> SELECTED EXCERPT
I would encourage you to read the whole article, but what this portion is saying really stood out to me.  The adult American population has started approaching our world as though we are children.  We seek immediate gratification and have such a disdain if we cannot immediately have what we want, even if we are ultimately the cause of our own discomfort.  If you don't save up, you can't buy that car you need or want, however you have a pity party because other people get to have that car so you should too... do you see what I am saying?!

Over the last few years I have been practicing delayed gratification, and yes, I believe it is a skill you can develop.  I have kept a list on my phone of "Things I Want" and I add to it when I see something I would like to purchase, but don't need.  Could be an article of clothing or a book or an art supply or anything really.  You want to know what has been the most eye opening, when I go to add something new to the list, I typically delete an item  from it as well because I no longer want them or someone has gifted them to me.  Over time I add things, then take them away, and realize that everything we want is temporary, much like fleeting pleasure.  Just because you want it, does NOT mean it will bring you joy upon arrival.  No, there will be something else immediately on your want list.  Style and preferences will change, and what we want today will not be what we want in a week or a month from now.

> PROVIDED DATA
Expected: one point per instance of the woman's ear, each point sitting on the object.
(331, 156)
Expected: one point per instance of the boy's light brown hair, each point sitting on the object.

> WRITTEN EXERCISE
Continue the passage on delayed gratification from its last sentence.

> OUTPUT
So where do we go from here?  I would encourage you to start a list of your own of things you want and not purchase anything you don't absolutely need for a pre-determined amount of time.  It's strange, but it will relieve some pressure from you and you will no longer feel like you have to keep up.  Once you are able to go a few months, you will realize you do not miss all the new things and the constant need for new storage solutions and purging to make space.  What you miss is the adrenaline your body would get from the purchase.  Re-train your brain and you will get that same adrenaline from NOT making an unnecessary purchase.  I would also encourage you to borrow things from your community.  If someone you know owns something, maybe you can use it rather than buying it for yourself?

In fact, the next step, in my opinion, is starting to recognize what you are not using in your home/life and start getting rid of things.  Which, to some, may seem counter intuitive, but we should not be holding onto our stuff with both hands and a tight grip!  It is just stuff.  Invest in what matters.  Spend time with people and invest all that money you are saving back into your relationships in creative ways.

All right, getting off my soap box, but I hope this encourages someone.  This journey has brought me to the coolest place of freedom!  Release the pressure of society and remember our kids are watching everything we do, if we do not practice this, they will not learn it.  That has been an additional motivator for me.

Have a lovely weekend friends!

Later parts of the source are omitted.